DATA IN THIS EXERCISE below:
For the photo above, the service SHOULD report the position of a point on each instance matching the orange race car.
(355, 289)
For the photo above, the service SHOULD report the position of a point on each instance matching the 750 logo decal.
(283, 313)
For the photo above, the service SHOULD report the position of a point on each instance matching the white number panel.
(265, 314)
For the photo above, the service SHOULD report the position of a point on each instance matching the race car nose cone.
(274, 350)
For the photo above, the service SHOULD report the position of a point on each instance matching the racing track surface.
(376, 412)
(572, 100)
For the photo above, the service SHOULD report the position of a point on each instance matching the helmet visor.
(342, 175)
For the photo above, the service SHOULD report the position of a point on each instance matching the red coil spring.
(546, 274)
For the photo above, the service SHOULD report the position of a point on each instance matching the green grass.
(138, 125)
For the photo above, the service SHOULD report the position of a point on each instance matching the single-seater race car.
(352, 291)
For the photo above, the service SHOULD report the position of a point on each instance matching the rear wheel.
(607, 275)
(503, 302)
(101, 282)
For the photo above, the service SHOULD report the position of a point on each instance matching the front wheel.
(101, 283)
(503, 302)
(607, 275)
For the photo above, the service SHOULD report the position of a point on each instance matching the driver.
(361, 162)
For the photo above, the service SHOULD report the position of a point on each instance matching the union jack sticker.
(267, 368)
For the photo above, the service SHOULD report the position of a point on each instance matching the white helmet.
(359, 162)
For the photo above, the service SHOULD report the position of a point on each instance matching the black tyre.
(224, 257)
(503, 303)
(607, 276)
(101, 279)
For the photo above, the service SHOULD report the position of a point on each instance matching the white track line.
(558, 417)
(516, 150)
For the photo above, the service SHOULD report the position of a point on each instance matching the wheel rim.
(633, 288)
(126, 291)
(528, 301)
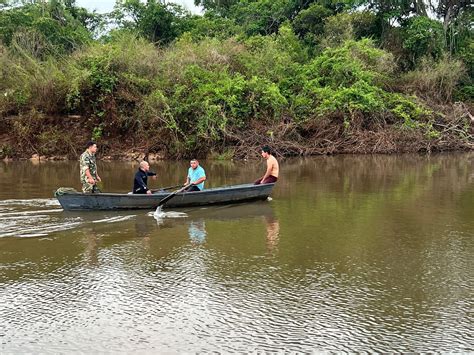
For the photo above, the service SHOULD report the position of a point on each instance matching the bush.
(435, 81)
(423, 37)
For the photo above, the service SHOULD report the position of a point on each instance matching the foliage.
(192, 84)
(48, 25)
(156, 21)
(423, 37)
(436, 81)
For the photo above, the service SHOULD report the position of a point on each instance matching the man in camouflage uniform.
(88, 168)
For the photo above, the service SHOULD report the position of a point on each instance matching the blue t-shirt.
(195, 174)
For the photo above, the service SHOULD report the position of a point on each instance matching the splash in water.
(159, 214)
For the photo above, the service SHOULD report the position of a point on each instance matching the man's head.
(144, 166)
(266, 151)
(194, 163)
(92, 147)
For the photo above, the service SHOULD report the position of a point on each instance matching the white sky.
(108, 5)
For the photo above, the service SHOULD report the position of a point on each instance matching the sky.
(108, 5)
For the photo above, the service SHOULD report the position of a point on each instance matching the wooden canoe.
(71, 200)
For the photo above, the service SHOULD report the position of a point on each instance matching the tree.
(159, 23)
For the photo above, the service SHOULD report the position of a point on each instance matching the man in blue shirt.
(141, 179)
(196, 176)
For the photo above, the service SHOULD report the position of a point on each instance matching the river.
(350, 254)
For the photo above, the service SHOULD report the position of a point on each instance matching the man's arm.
(198, 181)
(269, 170)
(141, 183)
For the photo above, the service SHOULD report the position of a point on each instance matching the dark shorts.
(192, 188)
(269, 180)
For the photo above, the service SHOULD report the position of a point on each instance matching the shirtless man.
(271, 175)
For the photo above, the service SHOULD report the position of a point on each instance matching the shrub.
(435, 80)
(423, 37)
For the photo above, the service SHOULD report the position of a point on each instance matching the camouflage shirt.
(87, 161)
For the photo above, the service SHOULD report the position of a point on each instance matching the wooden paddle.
(165, 188)
(171, 195)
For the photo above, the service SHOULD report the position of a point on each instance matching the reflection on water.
(197, 231)
(273, 232)
(353, 254)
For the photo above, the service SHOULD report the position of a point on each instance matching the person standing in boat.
(141, 179)
(88, 169)
(196, 177)
(273, 169)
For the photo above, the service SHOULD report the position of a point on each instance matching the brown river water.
(350, 254)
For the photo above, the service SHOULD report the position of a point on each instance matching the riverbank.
(64, 137)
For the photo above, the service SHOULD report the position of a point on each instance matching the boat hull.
End of DATA IN THIS EXERCISE.
PROBLEM DETAILS: All that is needed is the line containing "the wooden paddle." and each line after it to the end of the data above, set down exactly.

WORKED SOLUTION:
For the photo above, the service SHOULD report the position of a point on each instance matching the wooden paddle.
(165, 188)
(171, 195)
For the photo above, the service SHOULD report the position of a point on each instance matching the reflection on water.
(197, 231)
(273, 232)
(353, 254)
For the photo above, the service SHOULD report the position of a point on each instance matching the person standing in boat.
(141, 179)
(88, 169)
(196, 177)
(273, 169)
For the photo above, the service SHOULD report the position of a point on each instance matching the brown river water.
(350, 254)
For the photo above, the service SHOULD report the position of a point on each instance matching the riverbank.
(64, 137)
For the photo above, the service SHOULD report the position of a point on each instance matching the boat hull.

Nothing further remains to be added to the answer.